┌──

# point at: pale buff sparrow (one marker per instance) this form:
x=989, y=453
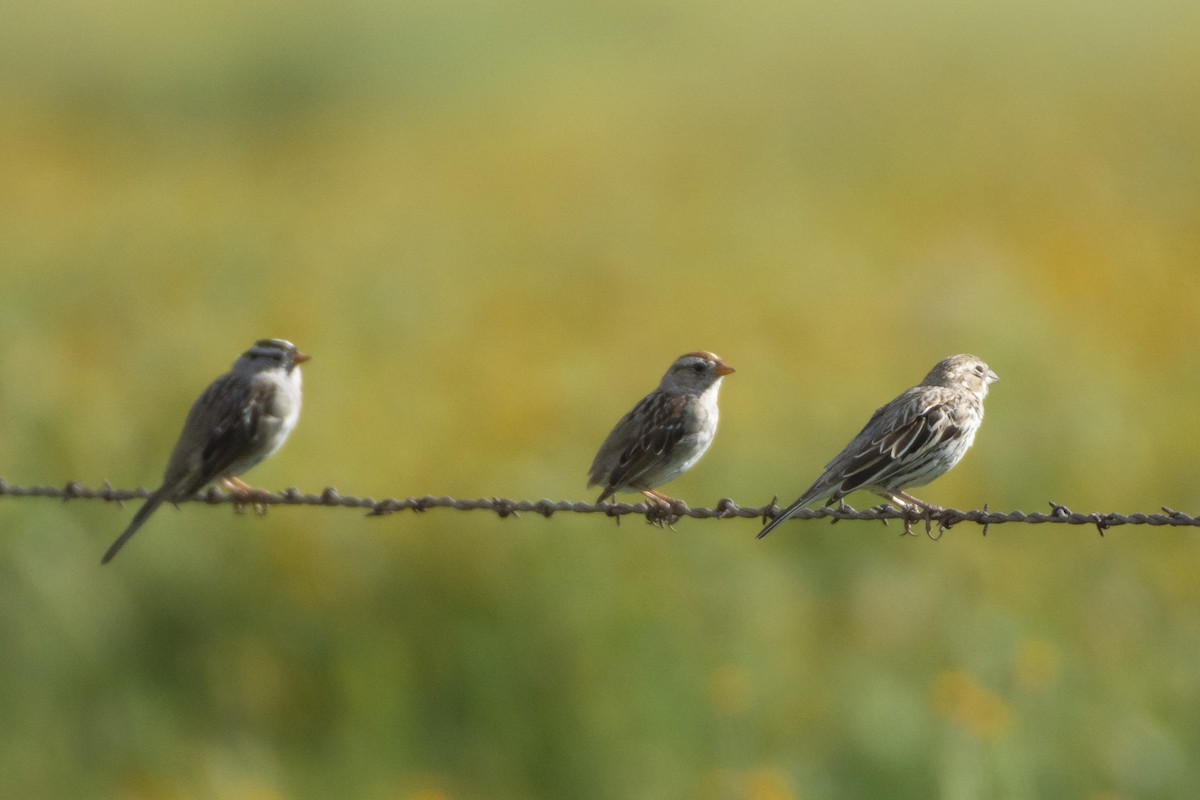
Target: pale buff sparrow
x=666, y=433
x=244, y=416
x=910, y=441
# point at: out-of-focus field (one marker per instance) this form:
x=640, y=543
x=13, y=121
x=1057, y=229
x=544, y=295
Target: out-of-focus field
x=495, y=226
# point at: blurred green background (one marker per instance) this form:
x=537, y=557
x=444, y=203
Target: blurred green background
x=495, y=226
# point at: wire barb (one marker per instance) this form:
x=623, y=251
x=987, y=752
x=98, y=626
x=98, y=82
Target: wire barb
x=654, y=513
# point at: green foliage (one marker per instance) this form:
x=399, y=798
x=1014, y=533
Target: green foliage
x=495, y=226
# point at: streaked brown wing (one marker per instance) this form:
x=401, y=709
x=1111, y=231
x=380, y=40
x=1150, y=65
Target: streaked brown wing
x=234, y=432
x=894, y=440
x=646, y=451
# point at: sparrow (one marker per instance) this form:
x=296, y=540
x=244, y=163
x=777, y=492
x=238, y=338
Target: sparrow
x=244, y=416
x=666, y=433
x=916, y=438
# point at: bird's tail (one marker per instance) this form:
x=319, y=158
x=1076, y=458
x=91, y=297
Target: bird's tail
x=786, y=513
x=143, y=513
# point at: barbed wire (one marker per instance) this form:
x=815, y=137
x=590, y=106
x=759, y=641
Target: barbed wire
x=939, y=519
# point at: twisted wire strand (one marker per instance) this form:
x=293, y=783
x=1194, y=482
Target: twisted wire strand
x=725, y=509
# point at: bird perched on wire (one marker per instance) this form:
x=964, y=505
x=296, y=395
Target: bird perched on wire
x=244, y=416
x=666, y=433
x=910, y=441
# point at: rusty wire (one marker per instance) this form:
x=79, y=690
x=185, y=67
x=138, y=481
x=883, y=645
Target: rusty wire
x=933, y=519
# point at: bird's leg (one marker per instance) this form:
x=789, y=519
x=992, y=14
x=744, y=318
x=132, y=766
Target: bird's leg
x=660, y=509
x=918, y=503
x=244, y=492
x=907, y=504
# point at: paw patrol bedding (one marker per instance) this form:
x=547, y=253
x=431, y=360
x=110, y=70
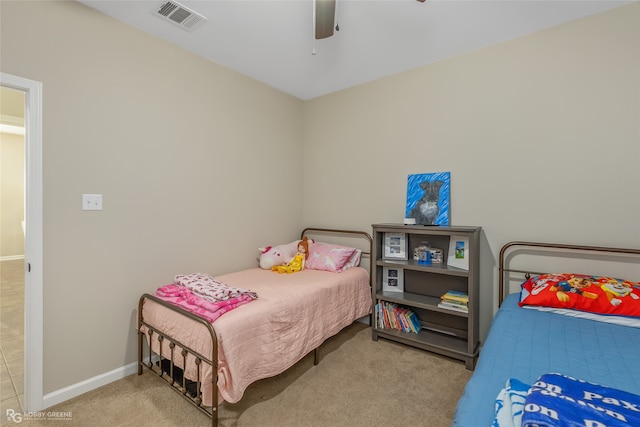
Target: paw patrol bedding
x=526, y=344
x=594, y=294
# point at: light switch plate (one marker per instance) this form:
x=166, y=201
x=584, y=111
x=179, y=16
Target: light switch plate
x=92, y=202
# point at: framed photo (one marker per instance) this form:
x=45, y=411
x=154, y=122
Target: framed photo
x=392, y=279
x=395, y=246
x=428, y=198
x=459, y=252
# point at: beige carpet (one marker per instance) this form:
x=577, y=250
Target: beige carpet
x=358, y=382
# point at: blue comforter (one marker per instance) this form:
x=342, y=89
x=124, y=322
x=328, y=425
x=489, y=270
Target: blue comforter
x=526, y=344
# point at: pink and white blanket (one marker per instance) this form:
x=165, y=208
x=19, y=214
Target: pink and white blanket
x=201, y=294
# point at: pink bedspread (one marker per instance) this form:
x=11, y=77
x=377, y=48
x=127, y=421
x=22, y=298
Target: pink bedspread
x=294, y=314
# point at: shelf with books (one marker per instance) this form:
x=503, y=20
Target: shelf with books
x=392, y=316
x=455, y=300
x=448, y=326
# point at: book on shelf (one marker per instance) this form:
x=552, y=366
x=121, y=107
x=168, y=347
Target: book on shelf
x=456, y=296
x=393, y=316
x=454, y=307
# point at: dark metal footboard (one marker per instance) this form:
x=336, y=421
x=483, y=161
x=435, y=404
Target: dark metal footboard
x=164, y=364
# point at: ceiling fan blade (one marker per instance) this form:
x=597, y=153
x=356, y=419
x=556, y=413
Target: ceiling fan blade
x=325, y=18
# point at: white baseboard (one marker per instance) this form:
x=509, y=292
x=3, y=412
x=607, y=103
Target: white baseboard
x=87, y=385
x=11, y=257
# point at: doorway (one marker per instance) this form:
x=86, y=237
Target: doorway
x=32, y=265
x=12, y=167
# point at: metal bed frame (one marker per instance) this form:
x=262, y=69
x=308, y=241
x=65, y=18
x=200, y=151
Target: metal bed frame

└──

- [Directions] Reproduce all of the material above with every "wire barb" changed to "wire spike" and everything else left as it is. Omit the pictures from your copy.

- [Reply]
# point at: pale buff sparrow (one marker per instance) this form:
x=989, y=453
Target: pale buff sparrow
x=666, y=433
x=244, y=416
x=910, y=441
# point at: out-of-focus field (one marker per instance) this form:
x=640, y=543
x=13, y=121
x=1057, y=229
x=544, y=295
Target: out-of-focus field
x=495, y=226
# point at: blurred green background (one marker per instance) this form:
x=537, y=557
x=444, y=203
Target: blurred green background
x=495, y=226
# point at: wire spike (one marker per instance) this form:
x=623, y=251
x=987, y=752
x=98, y=626
x=98, y=82
Target: wire spike
x=654, y=513
# point at: green foliage (one marker per instance) this form:
x=399, y=798
x=1014, y=533
Target: green foliage
x=495, y=226
# point at: streaked brown wing (one marker per instance) this form:
x=401, y=709
x=1111, y=231
x=380, y=40
x=1150, y=65
Target: streaked brown wing
x=234, y=432
x=894, y=440
x=646, y=451
# point at: sparrow (one marker per instance) this form:
x=296, y=540
x=244, y=163
x=777, y=492
x=238, y=338
Target: sparrow
x=244, y=416
x=666, y=433
x=916, y=438
# point at: bird's tail (one marker per instance) this form:
x=319, y=158
x=1076, y=458
x=91, y=297
Target: bird's tail
x=786, y=513
x=143, y=513
# point at: barbed wire (one marker per instance) this form:
x=815, y=137
x=590, y=106
x=759, y=641
Target: barbed wire
x=939, y=519
# point at: twisted wire strand (one marker per instance) this form:
x=293, y=783
x=1194, y=482
Target: twisted wire strand
x=725, y=509
# point at: bird perched on wire (one marker per instance) this form:
x=964, y=505
x=296, y=395
Target: bird perched on wire
x=244, y=416
x=666, y=433
x=910, y=441
# point at: rusty wire (one marker per instance) this form:
x=79, y=690
x=185, y=67
x=138, y=481
x=883, y=645
Target: rusty wire
x=933, y=519
# point at: bird's leg (one marker per instance) this form:
x=789, y=519
x=992, y=14
x=744, y=318
x=132, y=766
Target: bird's leg
x=660, y=509
x=918, y=503
x=244, y=492
x=907, y=504
# point at: paw patrol bedding (one marker per instance) this form:
x=547, y=253
x=431, y=360
x=110, y=70
Target: paw patrol bedding
x=526, y=344
x=594, y=294
# point at: light switch plate (one marker per instance) this form:
x=166, y=201
x=584, y=111
x=179, y=16
Target: light switch plate
x=92, y=202
# point at: framed photo (one marker per instance) this form:
x=45, y=411
x=154, y=122
Target: framed photo
x=392, y=279
x=395, y=246
x=428, y=198
x=459, y=252
# point at: beige carpet (one marker per instance) this form:
x=577, y=250
Target: beige carpet
x=358, y=382
# point at: blue comforter (one marker per instance) this form:
x=342, y=89
x=124, y=322
x=328, y=425
x=489, y=270
Target: blue comforter
x=526, y=344
# point at: pink and white blanket (one marker per instance) this form:
x=165, y=208
x=19, y=214
Target: pink and white blanket
x=201, y=294
# point at: pink bedspread (one marker per instance) this form:
x=11, y=77
x=377, y=48
x=127, y=421
x=22, y=298
Target: pink bedspread
x=294, y=314
# point at: shelf with books (one marker per instance) this form:
x=503, y=20
Target: shelf with books
x=392, y=316
x=455, y=300
x=448, y=326
# point at: book on shelf (one marker per instance) this form:
x=552, y=366
x=121, y=107
x=168, y=347
Target: book on shelf
x=456, y=296
x=393, y=316
x=454, y=307
# point at: dark metal footboard (one marker per instance) this form:
x=336, y=421
x=483, y=161
x=435, y=404
Target: dark metal footboard
x=164, y=364
# point at: ceiling fan blade (one marker per instance) this form:
x=597, y=153
x=356, y=419
x=556, y=413
Target: ceiling fan blade
x=325, y=18
# point at: white baseboard (one marker per instance) this form:
x=509, y=292
x=3, y=412
x=607, y=103
Target: white baseboard
x=87, y=385
x=11, y=257
# point at: doorway (one marker per instance) this form:
x=86, y=237
Target: doorway
x=32, y=265
x=12, y=167
# point at: metal bed frame (one marker per instance) this form:
x=262, y=69
x=308, y=241
x=65, y=18
x=200, y=151
Target: metal bed frame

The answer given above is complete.